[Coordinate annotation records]
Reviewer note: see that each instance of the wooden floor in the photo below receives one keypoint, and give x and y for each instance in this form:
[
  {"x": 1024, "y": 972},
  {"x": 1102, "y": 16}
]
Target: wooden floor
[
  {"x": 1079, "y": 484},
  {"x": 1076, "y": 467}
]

What to do
Reproduce all of the lines above, requests included, and adjust every coordinate in the answers by -97.

Written reply
Reviewer note: see that each instance of the wooden floor in the photo below receives one keypoint, and give x and y for each instance in this form:
[
  {"x": 1024, "y": 972},
  {"x": 1102, "y": 16}
]
Target: wooden floor
[
  {"x": 982, "y": 387},
  {"x": 979, "y": 370}
]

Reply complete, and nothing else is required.